**TEXTE EN EXTRAIT**:

========================================================================

Hiromi – Auditorium # Live report @ Franck Hercent
Hiromiraculeuse !
« Nous ressentons tant de passion et d’amour pour la musique que je me sens une étincelle à chaque concert » déclarait Hiromi lors d’une tournée mondiale accompagnée du phénoménal Anthony Jackson (Michel Camilo, Paul Simon, Chick Corea…) à la basse et du colossal Simon Phillips (Toto, The Who, David Gilmore…) à la batterie. « L’un des groupes les plus dynamiques de notre temps » pour reprendre les termes du magazine Downbeat.
Hiromillésime 2019 : auditorium de Bordeaux, seule, en ouverture de la 10e édition du festival « l’Esprit du piano » pour son unique concert en France. Seule face à l’infini de la musique. Et autant dire d’emblée que sa prestation fut à la hauteur de la gageure et que ses phrases résonnèrent comme autant d’ondes sismiques sur l’océan du jazz. Il y a des moments inoubliables dans une vie car l’instant est décisif. Un livre peut faire cet effet-là, une visite au Louvre, un paysage, une rencontre, un visage… Que sais-je ? Le moment reste à jamais engrammé. Vous ouvre des perspectives. Cette soirée en fut. Et l’étincelle alluma un brasier de bravos.

========================================================================

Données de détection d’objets
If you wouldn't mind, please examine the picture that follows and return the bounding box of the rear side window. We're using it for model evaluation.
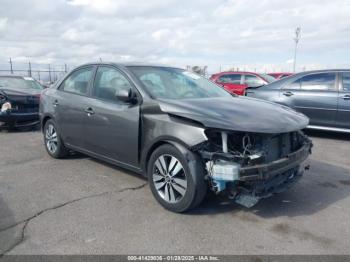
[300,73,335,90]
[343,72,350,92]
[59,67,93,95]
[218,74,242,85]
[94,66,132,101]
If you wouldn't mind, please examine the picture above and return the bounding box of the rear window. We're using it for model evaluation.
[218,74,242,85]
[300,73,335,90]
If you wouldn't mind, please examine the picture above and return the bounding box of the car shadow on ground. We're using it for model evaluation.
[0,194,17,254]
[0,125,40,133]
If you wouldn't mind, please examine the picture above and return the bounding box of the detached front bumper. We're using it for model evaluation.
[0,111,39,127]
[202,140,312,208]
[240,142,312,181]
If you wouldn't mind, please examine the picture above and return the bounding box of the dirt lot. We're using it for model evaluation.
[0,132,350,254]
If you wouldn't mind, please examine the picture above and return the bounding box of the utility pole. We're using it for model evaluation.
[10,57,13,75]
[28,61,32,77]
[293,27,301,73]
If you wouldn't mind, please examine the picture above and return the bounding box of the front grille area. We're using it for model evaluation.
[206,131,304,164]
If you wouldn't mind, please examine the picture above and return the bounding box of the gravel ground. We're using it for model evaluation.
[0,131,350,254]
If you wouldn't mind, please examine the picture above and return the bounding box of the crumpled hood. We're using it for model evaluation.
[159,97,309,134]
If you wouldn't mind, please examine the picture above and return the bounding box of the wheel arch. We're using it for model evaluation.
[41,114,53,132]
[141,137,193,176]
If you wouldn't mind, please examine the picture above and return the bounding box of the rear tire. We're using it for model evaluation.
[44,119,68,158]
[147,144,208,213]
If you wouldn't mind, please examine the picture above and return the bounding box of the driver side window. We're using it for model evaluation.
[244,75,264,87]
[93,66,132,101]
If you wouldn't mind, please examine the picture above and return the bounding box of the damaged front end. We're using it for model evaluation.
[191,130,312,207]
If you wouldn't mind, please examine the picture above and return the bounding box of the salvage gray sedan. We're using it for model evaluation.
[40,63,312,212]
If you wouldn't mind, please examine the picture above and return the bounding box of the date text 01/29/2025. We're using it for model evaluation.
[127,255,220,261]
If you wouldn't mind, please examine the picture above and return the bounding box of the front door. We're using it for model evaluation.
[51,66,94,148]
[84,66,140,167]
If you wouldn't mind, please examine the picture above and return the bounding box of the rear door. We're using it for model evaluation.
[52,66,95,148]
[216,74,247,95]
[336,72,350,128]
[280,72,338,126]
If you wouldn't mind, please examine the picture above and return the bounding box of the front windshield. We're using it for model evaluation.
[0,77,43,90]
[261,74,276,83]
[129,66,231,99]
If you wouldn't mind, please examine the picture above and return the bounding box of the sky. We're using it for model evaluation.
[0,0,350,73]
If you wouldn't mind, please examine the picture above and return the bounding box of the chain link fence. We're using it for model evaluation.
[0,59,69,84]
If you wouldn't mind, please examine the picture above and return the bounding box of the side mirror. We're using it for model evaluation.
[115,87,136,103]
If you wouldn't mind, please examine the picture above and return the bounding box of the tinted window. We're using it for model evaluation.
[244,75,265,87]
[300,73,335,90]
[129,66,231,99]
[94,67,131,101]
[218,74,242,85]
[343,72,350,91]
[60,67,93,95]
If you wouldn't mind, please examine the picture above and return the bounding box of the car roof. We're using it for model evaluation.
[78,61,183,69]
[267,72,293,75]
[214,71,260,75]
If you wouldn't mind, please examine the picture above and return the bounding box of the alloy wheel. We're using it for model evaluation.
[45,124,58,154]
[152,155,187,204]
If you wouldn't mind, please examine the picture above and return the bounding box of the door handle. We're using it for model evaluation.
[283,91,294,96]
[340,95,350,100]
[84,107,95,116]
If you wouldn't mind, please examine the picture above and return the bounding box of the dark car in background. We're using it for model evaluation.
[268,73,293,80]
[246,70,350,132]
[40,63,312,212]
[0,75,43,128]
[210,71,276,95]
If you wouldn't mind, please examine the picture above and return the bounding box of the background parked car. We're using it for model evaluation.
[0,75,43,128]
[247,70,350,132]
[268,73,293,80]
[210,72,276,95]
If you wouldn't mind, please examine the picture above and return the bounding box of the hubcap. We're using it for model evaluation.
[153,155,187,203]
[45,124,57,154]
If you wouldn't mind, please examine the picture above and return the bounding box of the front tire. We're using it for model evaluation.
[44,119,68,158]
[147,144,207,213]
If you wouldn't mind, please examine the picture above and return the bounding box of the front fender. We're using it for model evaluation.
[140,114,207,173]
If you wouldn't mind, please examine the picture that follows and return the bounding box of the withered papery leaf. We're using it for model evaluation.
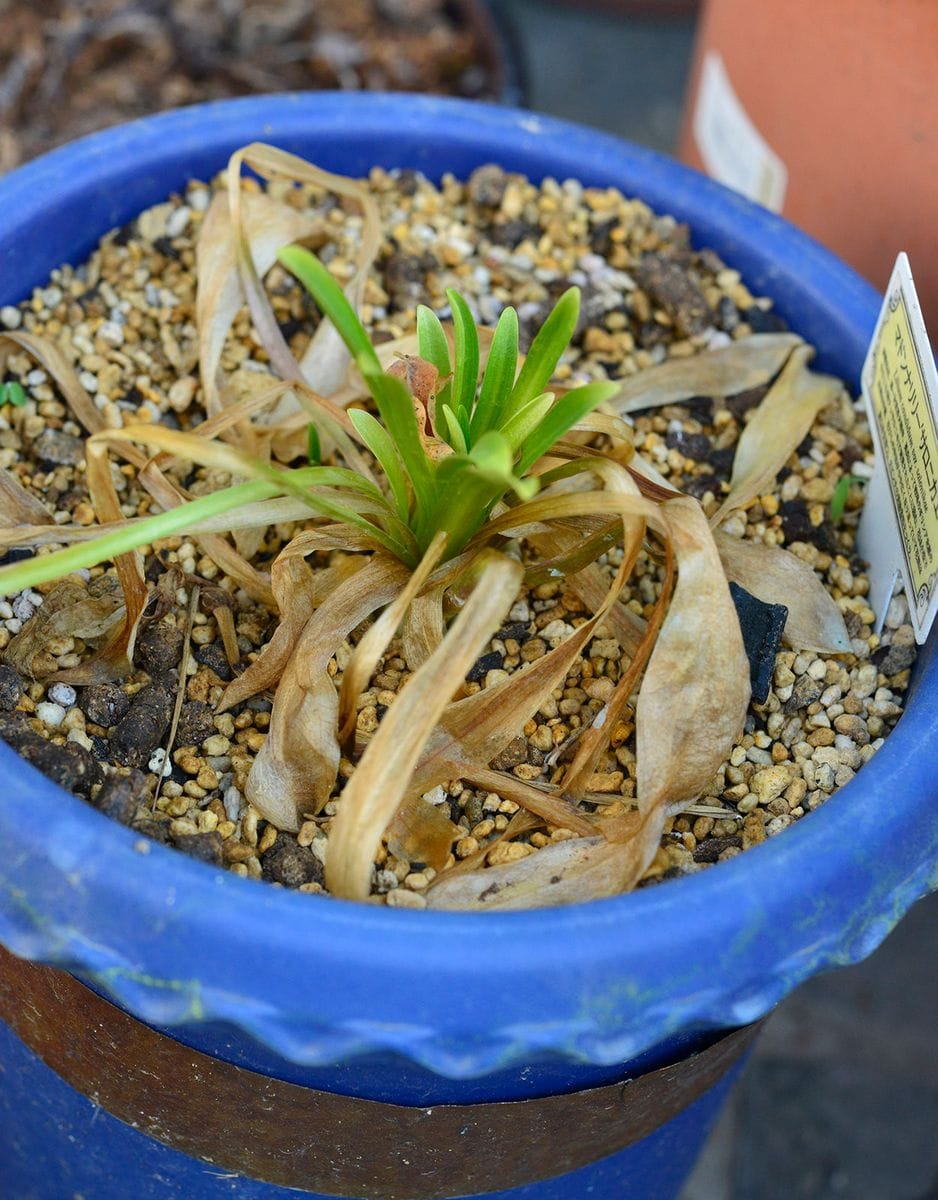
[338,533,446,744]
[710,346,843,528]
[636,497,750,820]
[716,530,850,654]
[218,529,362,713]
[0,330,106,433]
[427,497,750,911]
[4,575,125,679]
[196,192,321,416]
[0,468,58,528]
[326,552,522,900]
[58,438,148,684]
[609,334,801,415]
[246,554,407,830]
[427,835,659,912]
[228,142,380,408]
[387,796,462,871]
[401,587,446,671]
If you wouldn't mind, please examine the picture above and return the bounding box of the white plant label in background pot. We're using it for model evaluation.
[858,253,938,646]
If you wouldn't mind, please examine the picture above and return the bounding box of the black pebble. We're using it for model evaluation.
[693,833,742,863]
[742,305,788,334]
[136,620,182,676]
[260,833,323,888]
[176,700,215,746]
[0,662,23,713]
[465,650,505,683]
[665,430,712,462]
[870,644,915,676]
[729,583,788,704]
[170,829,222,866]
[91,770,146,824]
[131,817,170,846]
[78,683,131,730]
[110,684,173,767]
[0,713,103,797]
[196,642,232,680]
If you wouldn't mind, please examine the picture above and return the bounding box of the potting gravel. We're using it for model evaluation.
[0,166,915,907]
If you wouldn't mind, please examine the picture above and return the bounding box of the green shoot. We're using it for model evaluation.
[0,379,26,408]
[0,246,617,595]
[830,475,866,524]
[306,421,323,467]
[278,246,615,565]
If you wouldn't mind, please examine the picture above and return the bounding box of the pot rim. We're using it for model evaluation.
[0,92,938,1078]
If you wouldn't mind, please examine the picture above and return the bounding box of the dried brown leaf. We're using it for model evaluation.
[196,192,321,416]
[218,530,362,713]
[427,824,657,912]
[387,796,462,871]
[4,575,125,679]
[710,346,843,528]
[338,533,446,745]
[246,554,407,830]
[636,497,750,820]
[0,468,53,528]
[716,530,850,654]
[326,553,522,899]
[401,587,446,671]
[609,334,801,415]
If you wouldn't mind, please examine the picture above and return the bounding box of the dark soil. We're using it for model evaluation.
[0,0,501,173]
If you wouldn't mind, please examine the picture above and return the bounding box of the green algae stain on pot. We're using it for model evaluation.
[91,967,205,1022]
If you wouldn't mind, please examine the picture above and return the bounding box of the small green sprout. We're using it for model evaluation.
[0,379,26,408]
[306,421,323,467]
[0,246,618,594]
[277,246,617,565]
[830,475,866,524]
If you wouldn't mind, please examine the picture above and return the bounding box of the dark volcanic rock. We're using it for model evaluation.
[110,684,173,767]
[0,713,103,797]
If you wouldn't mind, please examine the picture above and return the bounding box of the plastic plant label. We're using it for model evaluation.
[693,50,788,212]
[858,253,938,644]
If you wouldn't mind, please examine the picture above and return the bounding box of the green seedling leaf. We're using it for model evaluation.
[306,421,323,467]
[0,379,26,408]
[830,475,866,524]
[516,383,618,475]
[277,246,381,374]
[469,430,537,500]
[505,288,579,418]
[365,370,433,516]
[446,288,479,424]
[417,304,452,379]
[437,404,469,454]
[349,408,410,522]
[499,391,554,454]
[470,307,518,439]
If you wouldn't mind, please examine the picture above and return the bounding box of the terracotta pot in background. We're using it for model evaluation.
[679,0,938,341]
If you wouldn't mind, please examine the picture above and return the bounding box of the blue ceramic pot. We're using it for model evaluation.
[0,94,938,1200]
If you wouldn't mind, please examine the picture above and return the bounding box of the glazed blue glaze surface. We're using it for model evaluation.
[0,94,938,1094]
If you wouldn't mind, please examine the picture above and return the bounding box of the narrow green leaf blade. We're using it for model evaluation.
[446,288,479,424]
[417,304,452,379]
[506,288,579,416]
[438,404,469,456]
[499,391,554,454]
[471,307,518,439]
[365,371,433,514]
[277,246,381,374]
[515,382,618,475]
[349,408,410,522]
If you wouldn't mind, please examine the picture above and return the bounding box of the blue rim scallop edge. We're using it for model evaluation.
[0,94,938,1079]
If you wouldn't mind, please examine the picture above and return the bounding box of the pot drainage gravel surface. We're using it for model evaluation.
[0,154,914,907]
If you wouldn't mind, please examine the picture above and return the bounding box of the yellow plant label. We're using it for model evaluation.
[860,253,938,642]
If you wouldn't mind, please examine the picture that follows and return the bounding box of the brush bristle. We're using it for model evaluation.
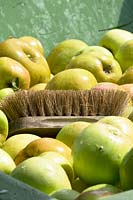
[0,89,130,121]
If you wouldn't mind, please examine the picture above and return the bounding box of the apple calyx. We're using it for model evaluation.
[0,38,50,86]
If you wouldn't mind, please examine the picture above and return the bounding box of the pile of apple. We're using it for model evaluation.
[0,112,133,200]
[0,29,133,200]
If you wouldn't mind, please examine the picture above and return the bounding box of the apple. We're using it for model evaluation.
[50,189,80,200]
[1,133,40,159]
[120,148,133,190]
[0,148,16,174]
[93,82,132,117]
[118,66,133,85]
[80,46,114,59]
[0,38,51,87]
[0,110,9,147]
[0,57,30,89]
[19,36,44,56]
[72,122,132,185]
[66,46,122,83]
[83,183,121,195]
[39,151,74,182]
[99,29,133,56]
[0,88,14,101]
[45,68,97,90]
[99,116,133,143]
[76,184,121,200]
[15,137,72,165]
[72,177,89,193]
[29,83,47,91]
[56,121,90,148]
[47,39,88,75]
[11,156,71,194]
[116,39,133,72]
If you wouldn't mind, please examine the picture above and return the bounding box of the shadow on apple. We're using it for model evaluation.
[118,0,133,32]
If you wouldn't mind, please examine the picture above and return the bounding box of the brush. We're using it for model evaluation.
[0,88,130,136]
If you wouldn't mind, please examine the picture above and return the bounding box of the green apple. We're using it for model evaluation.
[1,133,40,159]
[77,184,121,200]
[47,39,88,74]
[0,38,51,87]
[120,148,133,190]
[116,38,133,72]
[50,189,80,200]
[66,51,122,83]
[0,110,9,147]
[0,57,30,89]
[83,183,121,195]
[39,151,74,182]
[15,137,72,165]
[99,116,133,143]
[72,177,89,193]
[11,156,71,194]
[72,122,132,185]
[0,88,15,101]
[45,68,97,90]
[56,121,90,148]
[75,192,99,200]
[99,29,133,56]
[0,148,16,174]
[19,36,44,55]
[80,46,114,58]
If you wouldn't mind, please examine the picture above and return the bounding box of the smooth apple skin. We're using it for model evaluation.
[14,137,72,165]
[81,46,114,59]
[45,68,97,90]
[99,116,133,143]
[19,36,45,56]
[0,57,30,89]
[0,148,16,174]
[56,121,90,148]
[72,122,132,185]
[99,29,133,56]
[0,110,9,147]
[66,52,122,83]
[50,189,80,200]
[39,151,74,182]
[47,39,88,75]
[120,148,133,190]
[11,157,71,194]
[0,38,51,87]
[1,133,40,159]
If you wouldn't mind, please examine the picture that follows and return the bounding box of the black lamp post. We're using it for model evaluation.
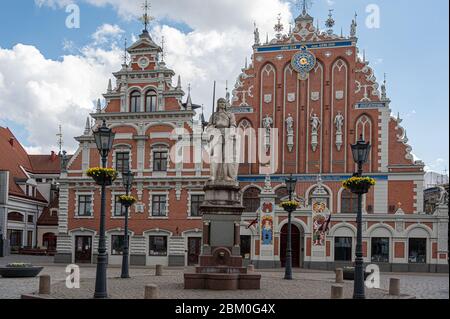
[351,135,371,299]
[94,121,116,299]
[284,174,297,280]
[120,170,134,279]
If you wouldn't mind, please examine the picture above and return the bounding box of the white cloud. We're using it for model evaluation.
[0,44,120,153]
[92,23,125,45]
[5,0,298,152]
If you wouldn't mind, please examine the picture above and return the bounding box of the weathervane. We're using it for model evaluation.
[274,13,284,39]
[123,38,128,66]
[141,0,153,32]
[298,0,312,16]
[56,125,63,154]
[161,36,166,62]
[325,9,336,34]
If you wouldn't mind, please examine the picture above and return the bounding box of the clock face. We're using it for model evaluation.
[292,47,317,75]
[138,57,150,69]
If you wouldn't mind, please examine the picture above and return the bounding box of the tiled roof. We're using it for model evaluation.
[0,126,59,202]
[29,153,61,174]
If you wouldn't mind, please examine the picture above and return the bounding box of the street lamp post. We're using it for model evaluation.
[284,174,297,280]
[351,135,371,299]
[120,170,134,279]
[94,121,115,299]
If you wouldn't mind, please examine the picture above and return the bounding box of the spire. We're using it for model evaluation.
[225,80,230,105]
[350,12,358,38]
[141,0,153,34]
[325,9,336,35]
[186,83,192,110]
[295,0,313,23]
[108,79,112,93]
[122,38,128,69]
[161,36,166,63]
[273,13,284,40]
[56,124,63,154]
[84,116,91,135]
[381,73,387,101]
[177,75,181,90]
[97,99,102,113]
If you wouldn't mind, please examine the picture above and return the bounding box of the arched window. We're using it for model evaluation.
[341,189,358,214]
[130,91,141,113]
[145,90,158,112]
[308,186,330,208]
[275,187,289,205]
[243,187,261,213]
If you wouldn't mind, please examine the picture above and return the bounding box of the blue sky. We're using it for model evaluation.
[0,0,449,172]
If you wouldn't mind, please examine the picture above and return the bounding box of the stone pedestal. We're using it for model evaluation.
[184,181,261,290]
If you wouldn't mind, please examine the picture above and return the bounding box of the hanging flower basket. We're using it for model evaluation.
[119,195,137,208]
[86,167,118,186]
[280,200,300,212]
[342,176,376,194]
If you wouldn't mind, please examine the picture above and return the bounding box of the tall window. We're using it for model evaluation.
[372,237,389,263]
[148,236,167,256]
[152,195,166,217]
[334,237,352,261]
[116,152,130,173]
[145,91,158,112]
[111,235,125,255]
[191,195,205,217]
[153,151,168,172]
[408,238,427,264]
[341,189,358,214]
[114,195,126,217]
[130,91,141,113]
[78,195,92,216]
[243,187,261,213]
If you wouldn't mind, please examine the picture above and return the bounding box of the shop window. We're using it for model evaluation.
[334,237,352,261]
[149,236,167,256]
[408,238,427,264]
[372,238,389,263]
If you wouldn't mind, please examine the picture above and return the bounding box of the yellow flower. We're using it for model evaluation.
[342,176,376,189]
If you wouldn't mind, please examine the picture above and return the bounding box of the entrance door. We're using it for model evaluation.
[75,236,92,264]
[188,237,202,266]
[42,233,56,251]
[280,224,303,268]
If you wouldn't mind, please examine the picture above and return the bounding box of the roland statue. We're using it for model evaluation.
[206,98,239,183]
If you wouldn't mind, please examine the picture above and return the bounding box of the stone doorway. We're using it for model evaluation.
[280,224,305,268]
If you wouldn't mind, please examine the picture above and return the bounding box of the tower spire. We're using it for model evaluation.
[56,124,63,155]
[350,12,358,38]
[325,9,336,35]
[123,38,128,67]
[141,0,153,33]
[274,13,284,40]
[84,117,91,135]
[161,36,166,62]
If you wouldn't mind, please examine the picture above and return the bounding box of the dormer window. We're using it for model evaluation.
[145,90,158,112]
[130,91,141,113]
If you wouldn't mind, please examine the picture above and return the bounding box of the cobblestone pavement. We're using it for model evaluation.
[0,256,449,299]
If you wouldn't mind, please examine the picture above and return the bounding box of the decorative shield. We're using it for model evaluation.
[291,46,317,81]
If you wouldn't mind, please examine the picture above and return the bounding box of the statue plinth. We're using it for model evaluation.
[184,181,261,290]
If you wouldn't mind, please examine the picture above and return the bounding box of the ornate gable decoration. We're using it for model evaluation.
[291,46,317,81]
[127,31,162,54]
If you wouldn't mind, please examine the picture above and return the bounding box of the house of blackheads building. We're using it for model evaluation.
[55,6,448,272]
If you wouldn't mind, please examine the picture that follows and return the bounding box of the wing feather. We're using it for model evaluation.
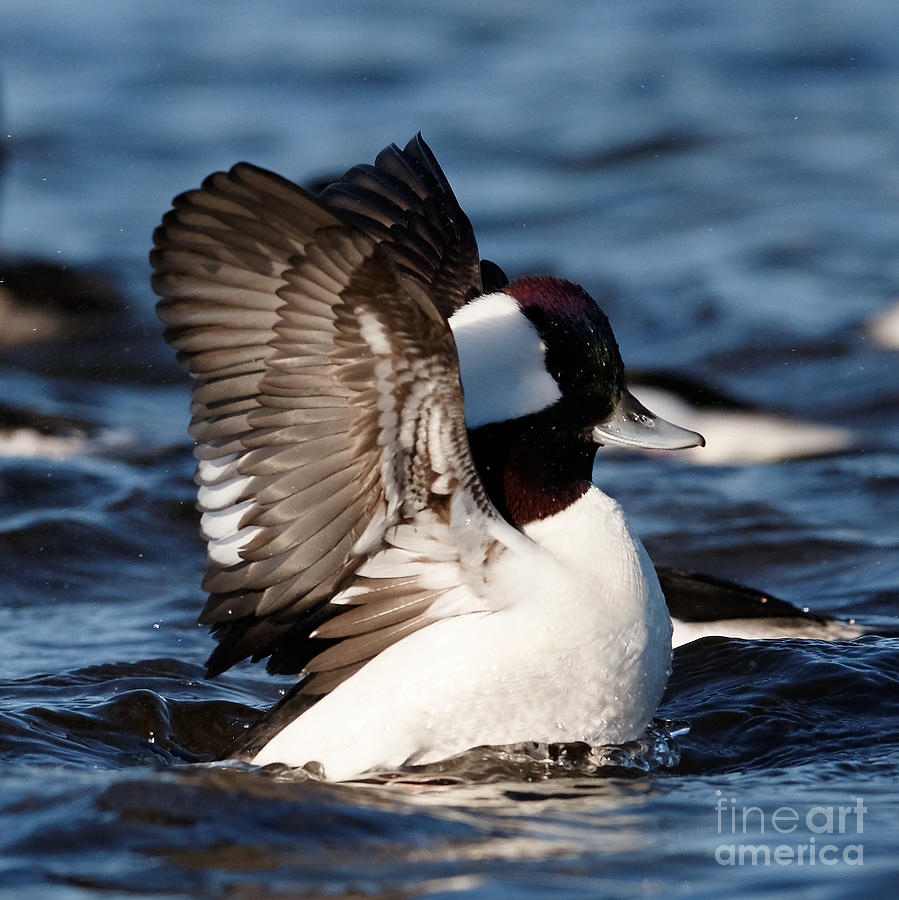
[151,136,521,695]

========================================================================

**EXERCICES**:
1. Indiquez si chacune de ces affirmations concorde avec le compte rendu : (a) le concert de Bordeaux était le seul concert de Hiromi en France ; (b) à Bordeaux, Hiromi jouait avec Anthony Jackson et Simon Phillips ; (c) la formule « l’un des groupes les plus dynamiques de notre temps » vient du magazine Downbeat. Répondez par oui ou non, en citant à chaque fois les mots décisifs du compte rendu.
2. Recopiez, s’il vous plaît, le passage du compte rendu qui commence par « Hiromi – Auditorium » et se poursuit jusqu’à « du magazine Downbeat. ».

**CORRIGÉ DES EXERCICES**:
1.
(a) Oui : « pour son unique concert en France ».
(b) Non : « auditorium de Bordeaux, seule ».
(c) Oui : « pour reprendre les termes du magazine Downbeat ».

2.
Hiromi – Auditorium # Live report @ Franck Hercent
Hiromiraculeuse !
« Nous ressentons tant de passion et d’amour pour la musique que je me sens une étincelle à chaque concert » déclarait Hiromi lors d’une tournée mondiale accompagnée du phénoménal Anthony Jackson (Michel Camilo, Paul Simon, Chick Corea…) à la basse et du colossal Simon Phillips (Toto, The Who, David Gilmore…) à la batterie. « L’un des groupes les plus dynamiques de notre temps » pour reprendre les termes du magazine Downbeat.